* [Task objective]: Rewrite the material below as a numbered list, one line per item, leaving out any blank lines.

[BEGIN Input material]

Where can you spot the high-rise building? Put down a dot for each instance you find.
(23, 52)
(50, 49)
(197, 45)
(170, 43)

[END Input material]

* [Written response]:
1. Where can you spot the high-rise building? Put down a dot for each instance you find.
2. (23, 52)
3. (50, 49)
4. (197, 45)
5. (170, 43)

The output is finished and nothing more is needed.